*TEXT SEGMENT*:
"""

OpenCitations Structured open citation data as a part of the Commons

https://doi.org/10.6084/m9.figshare.5544907

https://w3id.org/people/essepuntato/presentations/oc-force2017.html

OpenCitations (http://opencitations.net) employs Semantic Web technologies to publish scholarly citation data in an open repository. The main service developed by OpenCitations is the OpenCitations Corpus (OCC), in which RDF-based scholarly citation data (i.e. bibliographic references) are stored and made freely available under a Creative Commons public domain dedication so that others may use and build upon them. The other resources of OpenCitations – namely the ontologies describing the data and the software developed to build the OCC – are also available with open licenses. OpenCitations follows the FAIR principles for data-intensive science, namely that the data should be findable, accessible, interoperable and re-usable, and employs the three basic criteria promoted by the Initiative for Open Citations, namely that the citation data must be structured, separable and open.

In this presentation, we will explain how OpenCitations harvests citations and associated metadata from several external APIs (those of Europe PubMed Central, Crossref and ORCID), describes them using the SPAR Ontologies, the Provenance Ontology and FOAF according to the OCC metadata model, and stores all the data in JSON-LD. The stored citations are made accessible via the OCC SPARQL interface, by means of the HTTP requests (using content negotiation, e.g. https://w3id.org/oc/corpus/br/1), and as monthly data dumps. As of 5th August 2017, the OCC had ingested the references from 211,196 citing bibliographic resources and contained information about 8,986,030 citation links to 5,106,542 cited resources.

"""

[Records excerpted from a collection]
"""

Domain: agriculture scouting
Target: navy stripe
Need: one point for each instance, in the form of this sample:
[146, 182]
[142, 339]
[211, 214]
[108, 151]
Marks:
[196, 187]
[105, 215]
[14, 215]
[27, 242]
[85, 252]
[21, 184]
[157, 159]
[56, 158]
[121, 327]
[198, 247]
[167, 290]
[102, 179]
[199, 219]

"""
"""

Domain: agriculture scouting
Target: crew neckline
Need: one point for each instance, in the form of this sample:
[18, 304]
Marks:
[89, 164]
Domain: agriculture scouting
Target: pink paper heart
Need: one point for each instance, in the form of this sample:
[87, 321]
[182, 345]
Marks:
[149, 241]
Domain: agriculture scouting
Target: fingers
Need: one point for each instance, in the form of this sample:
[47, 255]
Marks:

"""
"""

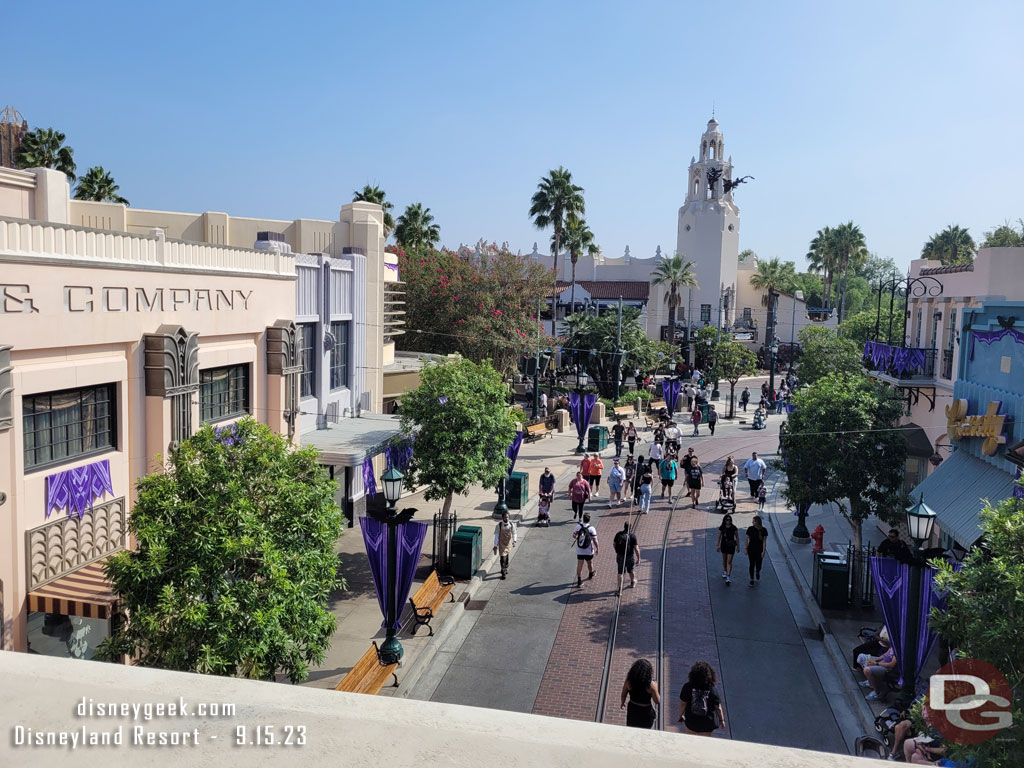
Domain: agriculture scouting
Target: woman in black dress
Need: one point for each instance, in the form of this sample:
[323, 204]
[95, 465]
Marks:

"""

*GOAL*: Write out the whole OpenCitations text above again, word for word.

*OUTPUT BELOW*:
OpenCitations Structured open citation data as a part of the Commons

https://doi.org/10.6084/m9.figshare.5544907

https://w3id.org/people/essepuntato/presentations/oc-force2017.html

OpenCitations (http://opencitations.net) employs Semantic Web technologies to publish scholarly citation data in an open repository. The main service developed by OpenCitations is the OpenCitations Corpus (OCC), in which RDF-based scholarly citation data (i.e. bibliographic references) are stored and made freely available under a Creative Commons public domain dedication so that others may use and build upon them. The other resources of OpenCitations – namely the ontologies describing the data and the software developed to build the OCC – are also available with open licenses. OpenCitations follows the FAIR principles for data-intensive science, namely that the data should be findable, accessible, interoperable and re-usable, and employs the three basic criteria promoted by the Initiative for Open Citations, namely that the citation data must be structured, separable and open.

In this presentation, we will explain how OpenCitations harvests citations and associated metadata from several external APIs (those of Europe PubMed Central, Crossref and ORCID), describes them using the SPAR Ontologies, the Provenance Ontology and FOAF according to the OCC metadata model, and stores all the data in JSON-LD. The stored citations are made accessible via the OCC SPARQL interface, by means of the HTTP requests (using content negotiation, e.g. https://w3id.org/oc/corpus/br/1), and as monthly data dumps. As of 5th August 2017, the OCC had ingested the references from 211,196 citing bibliographic resources and contained information about 8,986,030 citation links to 5,106,542 cited resources.